What to work on ▸
Return each line of the data below that contains the string "leaf", copying every such line in full. Case counts.

═════ Records to use ═════

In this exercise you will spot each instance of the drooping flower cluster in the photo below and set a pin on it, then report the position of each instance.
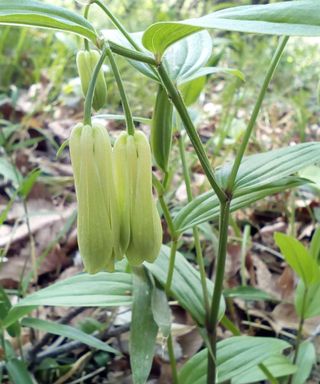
(117, 214)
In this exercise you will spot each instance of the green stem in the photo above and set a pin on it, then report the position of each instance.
(272, 67)
(228, 324)
(218, 286)
(172, 259)
(116, 22)
(300, 330)
(124, 99)
(192, 133)
(92, 85)
(199, 255)
(85, 14)
(130, 54)
(172, 360)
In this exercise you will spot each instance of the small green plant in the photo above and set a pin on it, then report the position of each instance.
(117, 212)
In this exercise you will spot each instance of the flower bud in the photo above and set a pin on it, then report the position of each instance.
(98, 217)
(141, 224)
(86, 62)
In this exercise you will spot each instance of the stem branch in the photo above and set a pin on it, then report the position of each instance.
(191, 131)
(272, 67)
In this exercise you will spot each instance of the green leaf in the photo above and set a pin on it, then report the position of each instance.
(235, 357)
(69, 332)
(305, 361)
(18, 372)
(181, 60)
(205, 71)
(5, 305)
(298, 258)
(9, 172)
(186, 284)
(39, 14)
(259, 176)
(161, 311)
(188, 56)
(309, 306)
(117, 37)
(28, 182)
(100, 290)
(143, 328)
(206, 206)
(292, 18)
(315, 246)
(278, 366)
(247, 293)
(191, 90)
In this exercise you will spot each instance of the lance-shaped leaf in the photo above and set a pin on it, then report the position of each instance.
(206, 206)
(69, 332)
(292, 18)
(259, 176)
(186, 284)
(182, 60)
(39, 14)
(236, 356)
(100, 290)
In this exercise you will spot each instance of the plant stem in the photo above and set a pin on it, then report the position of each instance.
(92, 85)
(85, 14)
(272, 67)
(172, 259)
(124, 99)
(130, 54)
(191, 131)
(172, 358)
(300, 329)
(116, 22)
(167, 290)
(199, 255)
(218, 286)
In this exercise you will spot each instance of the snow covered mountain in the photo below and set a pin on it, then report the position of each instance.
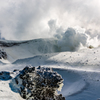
(79, 69)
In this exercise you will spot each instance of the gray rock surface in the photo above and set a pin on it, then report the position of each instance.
(38, 83)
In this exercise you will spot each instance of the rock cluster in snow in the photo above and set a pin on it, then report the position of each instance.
(5, 75)
(38, 83)
(3, 54)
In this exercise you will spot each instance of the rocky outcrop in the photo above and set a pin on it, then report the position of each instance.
(38, 84)
(3, 54)
(5, 75)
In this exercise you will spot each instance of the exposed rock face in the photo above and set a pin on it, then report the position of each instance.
(5, 75)
(38, 84)
(3, 54)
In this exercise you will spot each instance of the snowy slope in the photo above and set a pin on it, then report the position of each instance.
(80, 69)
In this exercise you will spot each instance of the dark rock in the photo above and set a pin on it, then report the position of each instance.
(38, 83)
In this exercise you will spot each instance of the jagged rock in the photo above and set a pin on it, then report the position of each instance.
(38, 84)
(5, 75)
(3, 54)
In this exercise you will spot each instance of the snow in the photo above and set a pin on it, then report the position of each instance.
(80, 69)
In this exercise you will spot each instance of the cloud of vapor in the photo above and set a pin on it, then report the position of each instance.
(23, 19)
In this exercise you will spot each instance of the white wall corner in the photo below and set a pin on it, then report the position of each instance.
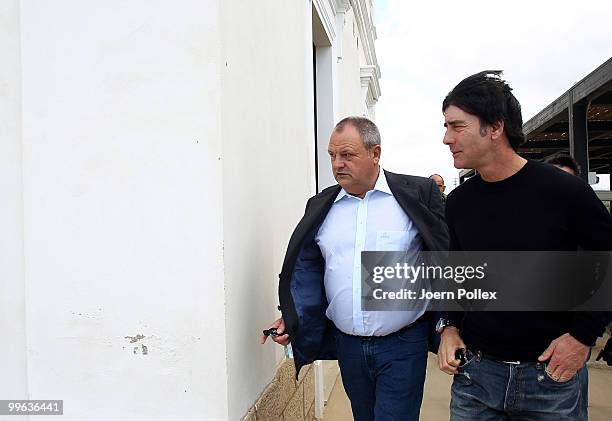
(327, 12)
(367, 32)
(370, 76)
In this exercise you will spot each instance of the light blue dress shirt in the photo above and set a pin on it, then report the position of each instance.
(375, 223)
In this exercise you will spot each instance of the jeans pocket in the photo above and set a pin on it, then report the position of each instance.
(557, 382)
(471, 357)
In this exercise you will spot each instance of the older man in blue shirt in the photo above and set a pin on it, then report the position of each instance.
(382, 354)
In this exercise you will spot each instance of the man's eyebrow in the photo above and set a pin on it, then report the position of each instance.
(454, 122)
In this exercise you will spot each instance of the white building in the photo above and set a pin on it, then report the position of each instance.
(154, 158)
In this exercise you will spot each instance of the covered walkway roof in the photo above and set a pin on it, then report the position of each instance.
(578, 123)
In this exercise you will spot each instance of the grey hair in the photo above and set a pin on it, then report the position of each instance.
(370, 136)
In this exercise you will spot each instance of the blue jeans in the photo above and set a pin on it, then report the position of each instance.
(383, 376)
(485, 389)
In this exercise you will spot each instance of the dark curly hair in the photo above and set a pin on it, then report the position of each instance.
(487, 96)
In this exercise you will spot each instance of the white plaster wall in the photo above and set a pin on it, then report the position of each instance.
(13, 384)
(123, 221)
(268, 173)
(349, 79)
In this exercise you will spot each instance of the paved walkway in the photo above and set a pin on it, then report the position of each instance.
(437, 396)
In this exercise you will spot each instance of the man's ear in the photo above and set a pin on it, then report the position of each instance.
(375, 151)
(497, 130)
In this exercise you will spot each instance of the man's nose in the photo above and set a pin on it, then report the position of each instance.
(448, 139)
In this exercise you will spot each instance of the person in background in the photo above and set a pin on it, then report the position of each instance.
(437, 178)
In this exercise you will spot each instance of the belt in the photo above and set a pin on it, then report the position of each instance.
(480, 355)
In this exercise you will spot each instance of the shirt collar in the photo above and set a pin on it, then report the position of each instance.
(381, 186)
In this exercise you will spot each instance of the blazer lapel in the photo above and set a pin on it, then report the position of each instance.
(313, 217)
(407, 195)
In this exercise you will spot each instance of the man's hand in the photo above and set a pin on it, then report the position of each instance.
(281, 339)
(450, 342)
(566, 356)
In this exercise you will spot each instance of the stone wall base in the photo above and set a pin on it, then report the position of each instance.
(286, 399)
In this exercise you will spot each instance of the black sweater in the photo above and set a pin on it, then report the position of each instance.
(538, 208)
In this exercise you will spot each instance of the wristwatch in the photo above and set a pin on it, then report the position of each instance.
(442, 323)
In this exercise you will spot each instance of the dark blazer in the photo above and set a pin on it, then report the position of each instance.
(301, 290)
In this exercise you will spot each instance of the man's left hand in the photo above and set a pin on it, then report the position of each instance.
(566, 355)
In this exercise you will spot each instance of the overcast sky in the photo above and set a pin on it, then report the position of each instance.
(425, 48)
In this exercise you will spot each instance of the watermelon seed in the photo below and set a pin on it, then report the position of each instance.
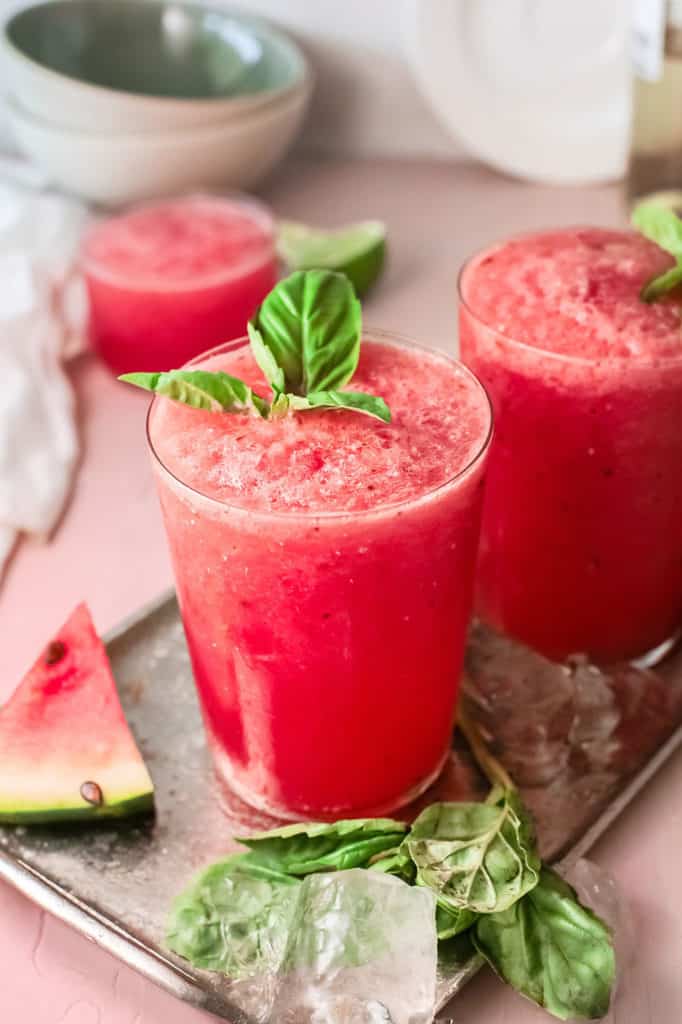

═════

Answer to this exercise ▸
In this exercise you will spot each instance of the green leaf in the photo above and set a pin on it, then report the position of each instance.
In this exercise you will spot each instance of the lance-shaped leaf in the photo above and set a pin on it, then report the position of each instance.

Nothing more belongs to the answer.